Labeled shape data
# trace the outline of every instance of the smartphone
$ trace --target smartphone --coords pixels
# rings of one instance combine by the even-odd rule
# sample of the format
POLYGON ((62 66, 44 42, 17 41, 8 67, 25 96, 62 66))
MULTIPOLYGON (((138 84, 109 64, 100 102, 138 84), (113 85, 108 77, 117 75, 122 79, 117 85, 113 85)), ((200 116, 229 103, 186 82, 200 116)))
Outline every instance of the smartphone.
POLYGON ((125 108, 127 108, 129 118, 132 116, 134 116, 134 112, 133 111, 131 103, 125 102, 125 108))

• _Written task_
Please update the data from its start through the line holding "MULTIPOLYGON (((138 84, 109", inclusive, replacing "smartphone" with "tablet" and changing nothing else. Return only those lines.

• _Expected output_
# trace the outline of every instance of the tablet
$ trace --target tablet --coords pixels
# rings of one instance combine by the even-odd rule
# sample of the format
POLYGON ((62 66, 44 42, 17 41, 8 67, 25 96, 62 66))
MULTIPOLYGON (((138 84, 109 64, 100 102, 138 84), (113 85, 108 77, 117 75, 122 79, 117 85, 113 85)), ((200 116, 229 103, 186 82, 200 116)))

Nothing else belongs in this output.